▶ The task
Could you convert everything from the start of the items down to and including the line that contains "339L540 287L525 295L505" into a JSON list of strings, one string per line and no blank lines?

▶ Available data
——
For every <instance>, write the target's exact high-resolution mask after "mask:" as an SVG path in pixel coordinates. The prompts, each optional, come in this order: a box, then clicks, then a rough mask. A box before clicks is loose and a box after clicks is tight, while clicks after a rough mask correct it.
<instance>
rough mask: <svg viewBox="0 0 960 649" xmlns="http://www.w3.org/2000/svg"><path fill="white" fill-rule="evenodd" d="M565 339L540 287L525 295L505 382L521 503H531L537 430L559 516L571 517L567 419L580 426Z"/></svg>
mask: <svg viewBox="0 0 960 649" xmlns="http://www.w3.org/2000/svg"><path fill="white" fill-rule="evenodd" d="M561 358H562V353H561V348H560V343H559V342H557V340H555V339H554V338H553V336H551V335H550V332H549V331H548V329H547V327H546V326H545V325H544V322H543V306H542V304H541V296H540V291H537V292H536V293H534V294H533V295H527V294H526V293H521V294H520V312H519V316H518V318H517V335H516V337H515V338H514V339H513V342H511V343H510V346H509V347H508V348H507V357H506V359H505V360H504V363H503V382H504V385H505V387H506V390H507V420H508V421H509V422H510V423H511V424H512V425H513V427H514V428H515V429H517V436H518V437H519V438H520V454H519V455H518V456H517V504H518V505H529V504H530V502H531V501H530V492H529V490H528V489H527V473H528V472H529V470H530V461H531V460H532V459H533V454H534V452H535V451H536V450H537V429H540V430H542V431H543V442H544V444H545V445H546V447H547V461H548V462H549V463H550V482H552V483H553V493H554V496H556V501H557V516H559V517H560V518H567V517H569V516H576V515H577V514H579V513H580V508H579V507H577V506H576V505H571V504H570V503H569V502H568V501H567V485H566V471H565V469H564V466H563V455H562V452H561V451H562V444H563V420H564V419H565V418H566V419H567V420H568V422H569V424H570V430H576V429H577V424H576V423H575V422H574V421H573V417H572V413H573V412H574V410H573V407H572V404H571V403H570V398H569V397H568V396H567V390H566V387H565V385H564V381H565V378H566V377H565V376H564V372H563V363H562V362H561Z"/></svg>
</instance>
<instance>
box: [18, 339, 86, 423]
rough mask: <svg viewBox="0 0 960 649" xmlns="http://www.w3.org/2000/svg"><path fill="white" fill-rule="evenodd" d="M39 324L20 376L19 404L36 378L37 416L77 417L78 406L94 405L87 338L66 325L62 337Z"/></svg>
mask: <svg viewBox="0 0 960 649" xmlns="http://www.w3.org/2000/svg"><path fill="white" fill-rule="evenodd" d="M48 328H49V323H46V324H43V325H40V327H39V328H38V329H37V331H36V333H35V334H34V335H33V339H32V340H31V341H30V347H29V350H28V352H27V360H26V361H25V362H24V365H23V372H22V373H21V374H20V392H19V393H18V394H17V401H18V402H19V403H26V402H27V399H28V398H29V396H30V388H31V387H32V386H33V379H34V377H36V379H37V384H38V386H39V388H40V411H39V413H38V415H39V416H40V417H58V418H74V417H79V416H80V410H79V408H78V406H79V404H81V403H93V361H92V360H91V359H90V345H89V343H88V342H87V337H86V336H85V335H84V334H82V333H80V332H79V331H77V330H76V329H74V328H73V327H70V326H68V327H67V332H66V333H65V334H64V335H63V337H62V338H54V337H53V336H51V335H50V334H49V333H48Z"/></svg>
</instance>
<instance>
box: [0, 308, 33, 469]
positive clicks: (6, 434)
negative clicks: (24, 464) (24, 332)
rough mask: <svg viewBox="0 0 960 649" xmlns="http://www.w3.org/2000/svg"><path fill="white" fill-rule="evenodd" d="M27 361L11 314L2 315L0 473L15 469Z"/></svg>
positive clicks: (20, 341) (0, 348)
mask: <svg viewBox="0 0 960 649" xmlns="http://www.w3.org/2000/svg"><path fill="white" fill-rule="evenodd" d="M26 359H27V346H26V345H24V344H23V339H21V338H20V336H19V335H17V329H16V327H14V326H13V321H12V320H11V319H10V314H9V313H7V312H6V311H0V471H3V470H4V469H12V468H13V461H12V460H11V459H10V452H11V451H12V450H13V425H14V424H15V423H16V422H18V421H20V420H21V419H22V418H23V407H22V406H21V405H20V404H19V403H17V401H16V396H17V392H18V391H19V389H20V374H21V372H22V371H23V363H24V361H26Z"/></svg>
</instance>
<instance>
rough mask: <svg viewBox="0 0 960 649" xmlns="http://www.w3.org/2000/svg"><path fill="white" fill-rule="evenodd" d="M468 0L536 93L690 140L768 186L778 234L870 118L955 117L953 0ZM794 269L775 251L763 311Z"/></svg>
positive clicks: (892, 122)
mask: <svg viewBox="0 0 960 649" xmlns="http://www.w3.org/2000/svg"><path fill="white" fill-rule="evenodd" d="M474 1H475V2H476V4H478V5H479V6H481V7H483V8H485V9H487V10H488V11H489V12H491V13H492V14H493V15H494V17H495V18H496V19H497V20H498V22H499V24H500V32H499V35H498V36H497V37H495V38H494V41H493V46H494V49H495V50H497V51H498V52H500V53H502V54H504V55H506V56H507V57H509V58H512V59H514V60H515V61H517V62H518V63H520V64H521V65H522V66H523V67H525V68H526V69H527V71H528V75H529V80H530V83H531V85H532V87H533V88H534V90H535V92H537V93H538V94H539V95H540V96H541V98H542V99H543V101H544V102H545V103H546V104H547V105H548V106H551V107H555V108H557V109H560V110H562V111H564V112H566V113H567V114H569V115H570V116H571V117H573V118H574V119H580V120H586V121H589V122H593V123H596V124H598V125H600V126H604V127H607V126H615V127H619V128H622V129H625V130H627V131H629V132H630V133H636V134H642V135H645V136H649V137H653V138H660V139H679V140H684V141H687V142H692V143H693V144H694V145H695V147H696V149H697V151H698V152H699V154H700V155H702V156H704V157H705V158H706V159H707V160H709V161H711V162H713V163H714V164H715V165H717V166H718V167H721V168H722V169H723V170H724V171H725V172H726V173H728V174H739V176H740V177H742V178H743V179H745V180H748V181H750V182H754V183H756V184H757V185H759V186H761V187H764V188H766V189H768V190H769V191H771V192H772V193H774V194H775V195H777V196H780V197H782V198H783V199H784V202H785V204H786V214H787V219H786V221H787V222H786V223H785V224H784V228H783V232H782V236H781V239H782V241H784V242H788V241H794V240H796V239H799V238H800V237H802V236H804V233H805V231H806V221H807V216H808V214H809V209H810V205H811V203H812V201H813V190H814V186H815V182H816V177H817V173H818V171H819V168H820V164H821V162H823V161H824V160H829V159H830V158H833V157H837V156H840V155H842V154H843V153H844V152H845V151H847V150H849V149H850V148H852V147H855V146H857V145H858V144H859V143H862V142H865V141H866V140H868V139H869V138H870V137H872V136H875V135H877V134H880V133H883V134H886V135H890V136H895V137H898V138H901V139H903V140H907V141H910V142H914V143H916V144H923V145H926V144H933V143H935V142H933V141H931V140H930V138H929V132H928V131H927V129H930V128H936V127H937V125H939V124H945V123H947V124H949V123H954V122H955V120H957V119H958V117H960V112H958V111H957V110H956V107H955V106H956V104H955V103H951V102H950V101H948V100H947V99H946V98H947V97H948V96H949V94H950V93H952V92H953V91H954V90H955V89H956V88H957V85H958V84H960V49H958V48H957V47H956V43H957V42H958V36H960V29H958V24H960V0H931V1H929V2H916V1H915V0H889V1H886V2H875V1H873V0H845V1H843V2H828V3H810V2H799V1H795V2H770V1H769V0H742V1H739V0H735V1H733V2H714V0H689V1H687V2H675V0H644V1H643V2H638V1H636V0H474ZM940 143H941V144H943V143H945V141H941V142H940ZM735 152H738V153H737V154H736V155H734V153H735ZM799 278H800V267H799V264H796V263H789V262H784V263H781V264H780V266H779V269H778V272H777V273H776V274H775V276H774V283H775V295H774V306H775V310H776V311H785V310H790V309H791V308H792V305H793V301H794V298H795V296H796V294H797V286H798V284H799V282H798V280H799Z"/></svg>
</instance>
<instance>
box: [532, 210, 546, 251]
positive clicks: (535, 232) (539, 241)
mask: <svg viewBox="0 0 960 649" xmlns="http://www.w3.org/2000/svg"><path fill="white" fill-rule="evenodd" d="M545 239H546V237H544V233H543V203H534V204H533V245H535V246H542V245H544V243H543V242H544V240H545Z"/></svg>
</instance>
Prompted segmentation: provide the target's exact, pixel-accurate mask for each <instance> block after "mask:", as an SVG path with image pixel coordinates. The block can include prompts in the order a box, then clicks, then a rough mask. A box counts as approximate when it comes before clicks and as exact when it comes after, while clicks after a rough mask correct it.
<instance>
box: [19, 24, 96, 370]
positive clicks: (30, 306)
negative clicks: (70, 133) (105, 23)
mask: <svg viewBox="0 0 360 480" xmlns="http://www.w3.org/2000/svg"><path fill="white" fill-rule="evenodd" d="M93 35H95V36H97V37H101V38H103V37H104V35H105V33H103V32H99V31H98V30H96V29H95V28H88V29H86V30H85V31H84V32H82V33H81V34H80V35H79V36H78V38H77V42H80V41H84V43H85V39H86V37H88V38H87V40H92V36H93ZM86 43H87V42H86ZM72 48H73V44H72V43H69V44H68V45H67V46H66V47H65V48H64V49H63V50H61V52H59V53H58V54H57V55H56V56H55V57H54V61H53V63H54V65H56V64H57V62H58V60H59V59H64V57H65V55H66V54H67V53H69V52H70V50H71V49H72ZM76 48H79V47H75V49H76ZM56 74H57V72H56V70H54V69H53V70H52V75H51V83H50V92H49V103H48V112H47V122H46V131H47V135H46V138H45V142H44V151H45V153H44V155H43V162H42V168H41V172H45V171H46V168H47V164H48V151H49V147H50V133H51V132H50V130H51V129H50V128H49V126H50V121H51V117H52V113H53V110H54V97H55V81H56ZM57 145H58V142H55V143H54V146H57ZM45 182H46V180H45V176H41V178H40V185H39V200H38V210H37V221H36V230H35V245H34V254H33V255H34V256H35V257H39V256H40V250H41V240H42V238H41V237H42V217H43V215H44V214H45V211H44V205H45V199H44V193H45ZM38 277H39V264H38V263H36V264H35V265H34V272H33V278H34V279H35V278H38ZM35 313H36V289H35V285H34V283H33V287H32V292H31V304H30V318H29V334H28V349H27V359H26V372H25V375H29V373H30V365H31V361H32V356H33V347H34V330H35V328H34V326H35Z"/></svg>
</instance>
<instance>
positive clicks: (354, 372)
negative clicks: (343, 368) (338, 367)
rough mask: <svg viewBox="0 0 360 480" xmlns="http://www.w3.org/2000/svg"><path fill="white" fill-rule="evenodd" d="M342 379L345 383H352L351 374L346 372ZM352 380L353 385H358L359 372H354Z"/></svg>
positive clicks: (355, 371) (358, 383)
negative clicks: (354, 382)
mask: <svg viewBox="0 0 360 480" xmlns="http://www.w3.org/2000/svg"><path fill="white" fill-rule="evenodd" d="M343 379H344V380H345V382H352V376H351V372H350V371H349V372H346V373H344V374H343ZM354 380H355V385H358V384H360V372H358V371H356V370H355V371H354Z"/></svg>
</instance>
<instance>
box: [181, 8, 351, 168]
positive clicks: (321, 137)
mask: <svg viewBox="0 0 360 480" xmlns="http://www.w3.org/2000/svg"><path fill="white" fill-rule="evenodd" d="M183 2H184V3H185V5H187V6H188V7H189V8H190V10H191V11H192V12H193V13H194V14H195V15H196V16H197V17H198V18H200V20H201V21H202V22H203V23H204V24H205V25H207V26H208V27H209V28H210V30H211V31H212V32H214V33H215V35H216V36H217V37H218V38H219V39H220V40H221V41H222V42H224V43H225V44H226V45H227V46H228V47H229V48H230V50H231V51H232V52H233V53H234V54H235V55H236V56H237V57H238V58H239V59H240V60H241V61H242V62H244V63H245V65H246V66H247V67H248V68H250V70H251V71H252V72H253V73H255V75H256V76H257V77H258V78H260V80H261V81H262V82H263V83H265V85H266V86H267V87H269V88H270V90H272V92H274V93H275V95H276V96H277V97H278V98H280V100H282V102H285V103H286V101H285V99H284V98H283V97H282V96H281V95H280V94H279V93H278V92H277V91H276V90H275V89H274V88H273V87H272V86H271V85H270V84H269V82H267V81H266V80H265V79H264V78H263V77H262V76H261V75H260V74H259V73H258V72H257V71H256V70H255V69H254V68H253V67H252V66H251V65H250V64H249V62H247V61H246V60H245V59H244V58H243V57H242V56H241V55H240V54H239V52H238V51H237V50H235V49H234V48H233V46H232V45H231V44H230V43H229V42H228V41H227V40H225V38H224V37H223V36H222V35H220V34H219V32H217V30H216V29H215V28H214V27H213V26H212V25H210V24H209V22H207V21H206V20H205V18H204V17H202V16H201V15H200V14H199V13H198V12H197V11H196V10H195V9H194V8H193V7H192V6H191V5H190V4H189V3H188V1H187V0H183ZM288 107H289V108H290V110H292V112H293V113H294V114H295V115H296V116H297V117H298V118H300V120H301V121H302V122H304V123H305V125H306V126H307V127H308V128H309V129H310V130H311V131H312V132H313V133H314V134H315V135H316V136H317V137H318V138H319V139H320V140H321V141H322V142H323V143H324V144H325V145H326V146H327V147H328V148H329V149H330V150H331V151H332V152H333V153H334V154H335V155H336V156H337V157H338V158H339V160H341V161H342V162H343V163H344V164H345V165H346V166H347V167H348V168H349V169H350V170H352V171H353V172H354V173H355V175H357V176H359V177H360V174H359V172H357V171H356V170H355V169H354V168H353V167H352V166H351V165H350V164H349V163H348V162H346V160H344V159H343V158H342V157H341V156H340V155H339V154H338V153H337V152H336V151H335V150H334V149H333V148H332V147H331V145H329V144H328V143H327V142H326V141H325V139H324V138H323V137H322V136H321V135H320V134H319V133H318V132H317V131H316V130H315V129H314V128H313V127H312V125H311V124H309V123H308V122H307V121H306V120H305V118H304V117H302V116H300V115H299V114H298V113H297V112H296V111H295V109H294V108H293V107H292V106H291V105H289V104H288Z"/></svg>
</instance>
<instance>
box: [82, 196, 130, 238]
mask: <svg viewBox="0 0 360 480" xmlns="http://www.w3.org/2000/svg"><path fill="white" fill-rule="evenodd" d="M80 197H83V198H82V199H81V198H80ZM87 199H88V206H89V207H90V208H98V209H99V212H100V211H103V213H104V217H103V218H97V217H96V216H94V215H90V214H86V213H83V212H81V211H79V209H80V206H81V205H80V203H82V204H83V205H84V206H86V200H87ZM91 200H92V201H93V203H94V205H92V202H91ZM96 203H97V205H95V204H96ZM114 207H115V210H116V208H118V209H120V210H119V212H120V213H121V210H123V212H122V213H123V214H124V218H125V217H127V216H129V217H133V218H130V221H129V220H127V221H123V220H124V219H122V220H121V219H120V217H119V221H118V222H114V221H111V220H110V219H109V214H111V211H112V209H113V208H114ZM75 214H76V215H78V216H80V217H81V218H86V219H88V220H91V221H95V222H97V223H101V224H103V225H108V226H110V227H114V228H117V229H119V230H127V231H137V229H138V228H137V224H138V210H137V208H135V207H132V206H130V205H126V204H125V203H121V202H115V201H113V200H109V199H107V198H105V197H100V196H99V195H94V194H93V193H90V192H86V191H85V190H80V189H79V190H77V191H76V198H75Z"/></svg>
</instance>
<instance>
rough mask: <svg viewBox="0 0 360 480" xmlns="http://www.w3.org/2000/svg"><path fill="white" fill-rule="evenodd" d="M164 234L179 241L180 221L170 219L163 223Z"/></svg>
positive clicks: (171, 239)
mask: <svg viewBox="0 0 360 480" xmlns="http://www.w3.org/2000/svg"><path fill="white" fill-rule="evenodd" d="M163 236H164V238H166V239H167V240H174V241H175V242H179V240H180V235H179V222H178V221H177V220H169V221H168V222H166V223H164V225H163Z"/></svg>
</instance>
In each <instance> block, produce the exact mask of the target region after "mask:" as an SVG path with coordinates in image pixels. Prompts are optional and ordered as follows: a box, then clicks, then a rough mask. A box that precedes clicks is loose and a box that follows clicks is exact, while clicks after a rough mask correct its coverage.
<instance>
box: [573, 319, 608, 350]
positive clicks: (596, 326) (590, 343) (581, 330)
——
▶ Final answer
[
  "For every <instance>, write the target's exact high-resolution mask after \"mask:\" as an SVG path in pixel coordinates. The prompts, each optional, come in this order: a box, then clicks, then a rough mask. A box before clicks is loose and a box after clicks is tight, while clicks after a rough mask correct it.",
  "<instance>",
  "rough mask: <svg viewBox=\"0 0 960 649\" xmlns=\"http://www.w3.org/2000/svg\"><path fill=\"white\" fill-rule=\"evenodd\" d=\"M565 339L540 287L525 295L505 382L521 503H531L537 430L559 516L571 517L567 419L580 426Z\"/></svg>"
]